> **Trecho citado**
- - -

Finaliza HACKING, I., (Ibidem), dizendo que se o “Sentido” em Frege, parece ser “algo modesto”, ele
nos leva diretamente para “algo imodesto”, que é a doutrina de que uma vez tendo entendido “como os
significados podem ser dominados e transmitidos” aprenderemos também sobre a “mente e o mundo”.
Nota 3. Estruturas que se destacam.
No diálogo “Ménon”, há também um destaque para o aspecto “ambiente”, e ele pode ser inferido no
texto a partir da exigência de Sócrates em chamar qualquer um dos escravos que “acompanham” Ménon. Aqui,
subentende-se que o escravo não foi ensinado e, portanto, ele não tinha conhecimento ou noções prévias de
geometria elementar, talvez pela sua própria condição social na hierarquia da polis grega, que lhe negava acesso
a esse tipo de aprendizado. Além disso, o locus em que o escravo vive é a casa do próprio Ménon. E essa
condição de convívio ambiental é enriquecida ainda pelo fato daquele escravo ter nascido na casa do seu senhor.
Assim, essa estrutura básica que faz parte do processo de recordação é o ambiente em que a pessoa vive. Aqui
não haveria sentido em se fazer as perguntas a uma pessoa que sempre tivesse vivido de modo isolado e solitário,
sem um mínimo de convívio social. E, talvez, dentro deste aspecto, podemos dizer que aprender é também
recordar o conviver. Assim, o processo de aprendizado se dá com a influência do ambiente social, se dá com a
influência do outro. Sob essa perspectiva, vemos seu despontar na psicologia, com diversas escolas e pensadores,
e, entre elas, a escola comportamentalista, no final do século XIX e início do século XX.

- - -

> **Dados do exercício**
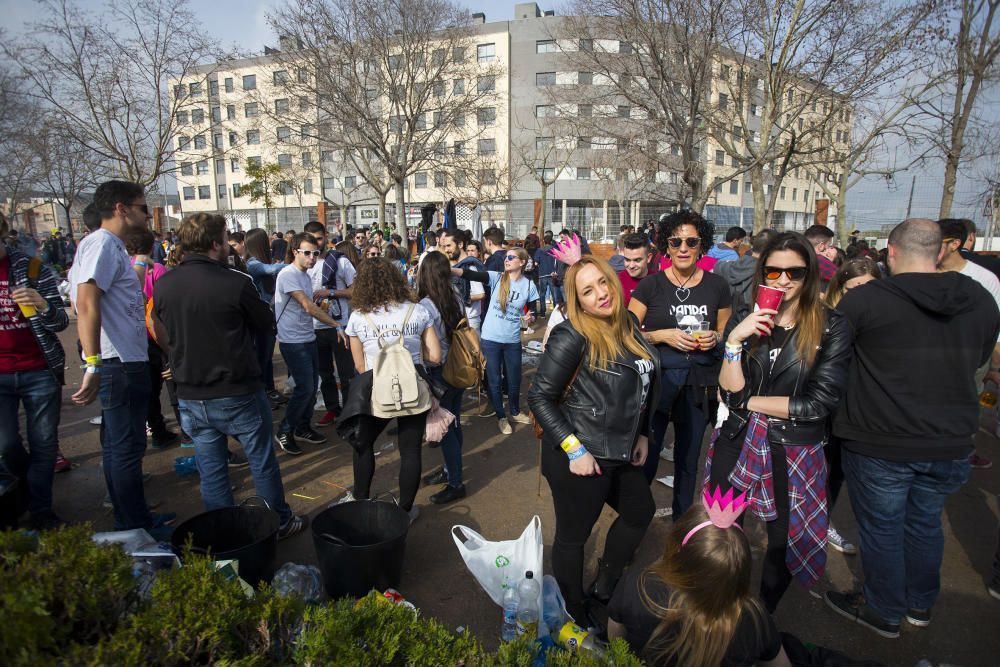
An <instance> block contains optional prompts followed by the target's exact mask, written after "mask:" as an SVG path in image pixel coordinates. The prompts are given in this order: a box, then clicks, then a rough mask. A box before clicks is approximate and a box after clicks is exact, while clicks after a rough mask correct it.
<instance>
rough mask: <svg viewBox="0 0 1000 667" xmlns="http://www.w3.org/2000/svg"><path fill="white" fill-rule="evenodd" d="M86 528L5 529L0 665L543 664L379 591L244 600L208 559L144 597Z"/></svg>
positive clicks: (527, 649)
mask: <svg viewBox="0 0 1000 667" xmlns="http://www.w3.org/2000/svg"><path fill="white" fill-rule="evenodd" d="M90 532H91V531H90V529H89V527H88V526H77V527H70V528H63V529H60V530H56V531H52V532H48V533H43V534H42V535H41V536H40V537H35V536H30V535H28V534H25V533H14V532H7V533H0V664H4V665H43V664H71V665H95V666H97V665H112V664H113V665H180V664H185V665H188V664H196V665H198V664H221V665H226V666H227V667H258V666H265V665H303V666H320V665H352V666H353V665H358V666H371V667H375V666H386V667H390V666H399V667H403V666H404V665H406V666H408V665H420V666H421V667H423V666H428V667H437V666H440V667H445V666H452V665H463V666H466V667H493V666H497V667H500V666H504V667H507V666H517V667H531V665H532V664H533V662H534V661H535V659H536V658H537V657H538V656H537V652H538V650H539V649H538V647H537V645H536V644H534V643H532V642H530V641H528V640H527V639H522V640H520V641H516V642H510V643H506V644H504V645H502V646H501V647H500V648H499V649H497V651H495V652H492V653H489V652H486V651H484V650H483V647H482V645H481V644H480V643H479V642H478V641H477V640H476V639H475V638H474V637H472V636H470V635H469V634H468V633H465V634H461V635H456V634H455V633H453V632H451V631H450V630H448V629H447V628H445V627H444V626H443V625H441V623H439V622H438V621H436V620H434V619H431V618H424V617H421V616H420V614H419V612H415V611H413V610H411V609H409V608H407V607H403V606H401V605H394V604H391V603H389V602H388V601H386V600H385V599H384V598H382V597H381V596H379V595H378V594H377V593H374V592H373V593H371V594H369V595H368V596H367V597H365V598H362V599H361V600H360V601H358V602H354V601H353V600H339V601H335V602H330V603H327V604H322V605H311V606H306V605H304V604H303V603H302V602H301V601H300V600H299V599H297V598H294V597H291V598H286V597H280V596H277V595H275V594H274V593H273V592H272V591H271V590H270V589H269V588H268V587H266V586H265V587H262V588H261V590H258V591H257V592H256V593H255V595H254V597H252V598H247V597H246V595H245V594H244V593H243V591H242V589H241V588H240V586H239V584H238V583H237V582H235V581H227V580H226V579H225V578H224V577H222V576H221V575H219V574H218V573H217V572H216V571H215V568H214V566H213V564H212V562H211V561H210V560H208V559H207V558H186V559H185V566H184V567H183V568H180V569H177V570H173V571H170V572H165V573H162V574H160V575H159V576H158V577H157V579H156V582H155V583H154V584H153V587H152V589H151V591H150V596H149V598H148V599H142V598H141V597H140V596H139V594H138V592H137V586H136V585H137V580H136V579H135V578H134V577H133V575H132V563H131V559H130V558H129V557H128V556H126V555H125V554H124V553H123V552H122V551H121V549H120V548H118V547H117V546H115V545H98V544H95V543H94V542H93V541H91V539H90ZM548 664H549V665H552V666H553V667H570V666H572V667H596V666H597V665H605V664H614V665H619V666H622V667H632V666H636V667H638V665H641V664H642V663H641V662H640V661H639V660H637V659H636V658H635V657H634V656H633V655H631V654H630V653H629V652H628V648H627V645H626V644H625V643H624V642H621V641H616V642H613V643H612V646H611V649H610V652H609V655H608V658H607V660H603V659H602V660H598V659H595V658H594V657H592V656H590V655H587V654H583V655H579V656H576V655H573V654H570V653H567V652H565V651H551V652H550V654H549V656H548Z"/></svg>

- - -

> **Explorando o material**
- A) Indique se cada afirmação a seguir está de acordo com o trecho citado, respondendo sim ou não e transcrevendo as palavras do trecho que decidem a questão: (i) o escravo chamado por Sócrates nasceu na casa de Ménon; (ii) a escola comportamentalista surgiu no final do século XVIII; (iii) o escravo tinha noções prévias de geometria elementar.
- B) Conte as linhas dos registros em que aparece a palavra “instance” e informe somente o número.

> **Respostas às tarefas**
- A)
(i) Sim: “pelo fato daquele escravo ter nascido na casa do seu senhor”
(ii) Não: “no final do século XIX e início do século XX”
(iii) Não: “ele não tinha conhecimento ou noções prévias de geometria elementar”

- B) 2